- Detalhes do exercício
Retome o texto sobre o projeto de lei 2370/2019 e escreva a continuação dele logo após a última frase.
#### Trecho fornecido ####
O PROJETO 2370 E A DEMOCRATIZAÇÃO DA MÍDIA: POR QUE OS PARLAMENTARES PROGRESSISTAS DEVEM REJEITAR ESSA PROPOSTA

CHARGE DE NICO

Com apoio da Globo e apadrinhado por Arthur Lira, o projeto pode ser votado esta semana. Se aprovado, será um duro golpe contra o jornalismo independente

O presidente da Câmara dos Deputados, Arthur Lira, costura com os deputados do Centrão e a bancada do PT a votação do projeto de lei 2370/2019, da deputada Jandira Feghali (PCdoB-RJ), na quarta-feira. O conteúdo original do projeto previa a remuneração de artistas pelas plataformas digitais, como YouTube, Google e Facebook. O projeto foi modificado e incluiu a remuneração de empresas jornalísticas.

Para que o projeto seja votado, o relator, deputado Elmar Nascimento (do União Brasil-BA), ligado a Arthur Lira, apresentou um novo texto. Melhor dizendo: ele assina o novo relatório, mas nos bastidores se sabe que o texto foi elaborado pela Associação Brasileira de Emissoras de Rádio e TV (Abert), entidade controlada pela Globo.

O interesse da emissora da família Marinho no projeto pode ser dimensionado pela repercussão do projeto 23700/2019. Uma simples pesquisa revela que desde a semana passada os veículos da Globo são os que mais têm noticiado e repercutido a intenção da Câmara dos Deputados de aprovar o projeto, como se essa aprovação fosse um dos temas mais importantes em debate no País hoje.

Há três meses, a Globo utilizava sua tropa de choque jornalística para tentar aprovar o PL 2630, de Orlando Silva (PCdoB-SP). Naquele texto, a remuneração das empresas jornalísticas era um jabuti, e o artigo passaria despercebido se jornalistas independentes não o denunciassem.
#### Registros exibidos ####
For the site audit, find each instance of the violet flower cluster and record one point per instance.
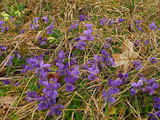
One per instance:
(42, 41)
(110, 21)
(70, 71)
(144, 85)
(48, 99)
(156, 104)
(2, 48)
(138, 22)
(2, 27)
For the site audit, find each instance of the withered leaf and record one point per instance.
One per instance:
(127, 57)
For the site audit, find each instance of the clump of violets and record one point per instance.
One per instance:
(88, 37)
(50, 28)
(45, 19)
(82, 17)
(138, 22)
(2, 48)
(34, 25)
(153, 26)
(70, 71)
(74, 26)
(109, 22)
(156, 104)
(103, 21)
(153, 60)
(106, 58)
(48, 99)
(41, 41)
(144, 85)
(9, 61)
(109, 95)
(137, 64)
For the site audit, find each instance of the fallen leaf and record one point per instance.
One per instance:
(5, 103)
(127, 57)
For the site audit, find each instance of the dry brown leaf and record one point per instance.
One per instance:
(5, 103)
(126, 57)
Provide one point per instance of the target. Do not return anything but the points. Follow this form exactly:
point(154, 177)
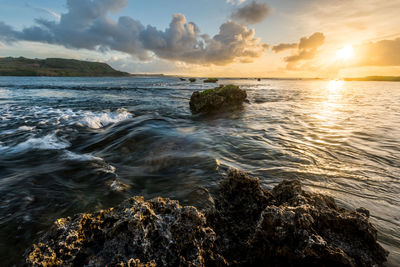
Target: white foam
point(81, 157)
point(48, 142)
point(100, 120)
point(53, 116)
point(26, 128)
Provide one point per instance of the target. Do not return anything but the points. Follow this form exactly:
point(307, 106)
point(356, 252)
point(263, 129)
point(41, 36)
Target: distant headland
point(21, 66)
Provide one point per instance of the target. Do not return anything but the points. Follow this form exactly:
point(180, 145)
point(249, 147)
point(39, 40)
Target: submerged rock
point(211, 80)
point(222, 97)
point(158, 232)
point(289, 227)
point(249, 226)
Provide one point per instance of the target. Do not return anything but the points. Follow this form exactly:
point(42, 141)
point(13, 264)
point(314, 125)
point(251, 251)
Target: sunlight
point(346, 53)
point(335, 85)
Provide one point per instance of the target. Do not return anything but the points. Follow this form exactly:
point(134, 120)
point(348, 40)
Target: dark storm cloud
point(251, 13)
point(282, 47)
point(87, 25)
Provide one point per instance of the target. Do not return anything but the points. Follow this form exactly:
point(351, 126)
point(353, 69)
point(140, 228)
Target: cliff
point(56, 67)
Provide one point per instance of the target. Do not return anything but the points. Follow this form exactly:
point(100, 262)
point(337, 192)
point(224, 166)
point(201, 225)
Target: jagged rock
point(289, 227)
point(211, 80)
point(158, 232)
point(222, 97)
point(249, 226)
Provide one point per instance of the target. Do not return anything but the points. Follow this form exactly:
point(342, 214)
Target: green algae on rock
point(211, 80)
point(248, 226)
point(222, 97)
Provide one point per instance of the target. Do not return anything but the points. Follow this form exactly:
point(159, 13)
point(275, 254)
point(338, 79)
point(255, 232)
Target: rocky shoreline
point(248, 226)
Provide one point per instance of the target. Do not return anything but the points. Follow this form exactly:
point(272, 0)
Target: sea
point(71, 145)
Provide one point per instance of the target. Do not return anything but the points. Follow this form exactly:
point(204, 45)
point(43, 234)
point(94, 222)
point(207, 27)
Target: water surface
point(70, 145)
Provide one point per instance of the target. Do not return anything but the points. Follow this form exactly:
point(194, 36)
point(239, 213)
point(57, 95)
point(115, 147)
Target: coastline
point(248, 225)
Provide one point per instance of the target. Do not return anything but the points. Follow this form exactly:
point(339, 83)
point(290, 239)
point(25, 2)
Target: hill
point(21, 66)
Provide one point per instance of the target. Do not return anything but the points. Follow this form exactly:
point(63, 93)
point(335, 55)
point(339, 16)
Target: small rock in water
point(219, 98)
point(248, 226)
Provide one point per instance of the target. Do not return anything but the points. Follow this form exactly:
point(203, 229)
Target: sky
point(224, 38)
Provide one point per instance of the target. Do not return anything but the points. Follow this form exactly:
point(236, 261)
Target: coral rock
point(212, 100)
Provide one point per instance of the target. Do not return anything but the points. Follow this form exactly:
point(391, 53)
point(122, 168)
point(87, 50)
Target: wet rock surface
point(219, 98)
point(249, 226)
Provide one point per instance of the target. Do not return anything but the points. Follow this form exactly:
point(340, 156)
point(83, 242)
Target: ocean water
point(70, 145)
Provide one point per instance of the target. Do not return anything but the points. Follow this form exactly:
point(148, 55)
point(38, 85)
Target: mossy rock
point(211, 80)
point(219, 98)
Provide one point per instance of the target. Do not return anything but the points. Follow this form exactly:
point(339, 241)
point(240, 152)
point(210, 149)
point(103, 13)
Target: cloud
point(7, 34)
point(306, 49)
point(380, 53)
point(251, 13)
point(87, 25)
point(282, 47)
point(235, 2)
point(44, 10)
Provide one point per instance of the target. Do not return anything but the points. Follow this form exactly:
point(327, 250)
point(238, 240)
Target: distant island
point(21, 66)
point(376, 78)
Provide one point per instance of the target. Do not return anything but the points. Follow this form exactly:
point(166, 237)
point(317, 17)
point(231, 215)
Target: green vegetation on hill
point(55, 67)
point(376, 78)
####
- Resposta
A pressa na votação do projeto 2630 era, então, justificada com o argumento de que o Brasil precisava combater as fake news – e precisa mesmo, mas esta é outra discussão, que precisa ser travada de maneira honesta.

Na tentativa de conquistar apoio popular, até  deputados de esquerda aderiram ao discurso de que o projeto 2630 salvaria “nossas criancinhas”. A Globo fazia intensa campanha, com eventos na Abert frequentada por ministros de Lula e reportagens em todos os seus telejornais que associava o 2630 a um antídoto contra os crimes na internet.

Inviabilizado, porque exposto em sua natureza de barriga de aluguel, o projeto 2630 deixou de ser prioridade, e o jabuti foi inseminado no projeto 2370. O que esse movimento de bastidor revela é que a preocupação com nossas criancinhas nunca foi a real motivação dessa iniciativa parlamentar.

A menos que a referência às criancinhas sejam os filhos e netos dos barões da comunicação. Nesse caso, a referência é às criancinhas deles, não às nossas. O jabuti não era acessório, mas o principal. E agora os comentaristas da Globo, como Fernando Gabeira, já não escondem que o objetivo do projeto é remunerar o “jornalismo profissional”.

Bem, se por “jornalismo profissional” considerarmos o que faz a Globo, temos que colocar nessa conta uma das maiores fake news da história, que foi  o processo do Triplex do Guarujá, que manteve Lula 580 dias no cárcere da Polícia Federal. Ou a transformação de Moro em juiz exemplar.

É esse tipo de “jornalismo profissional” que os deputados de esquerda pretendem apoiar? Em defesa do projeto da Globo, esses parlamentares têm feito circular um texto que apresenta números sobre o faturamento das big techs e a conclusão (deles) de que os veículos independentes também terão uma remuneração maior com a aprovação do 2370.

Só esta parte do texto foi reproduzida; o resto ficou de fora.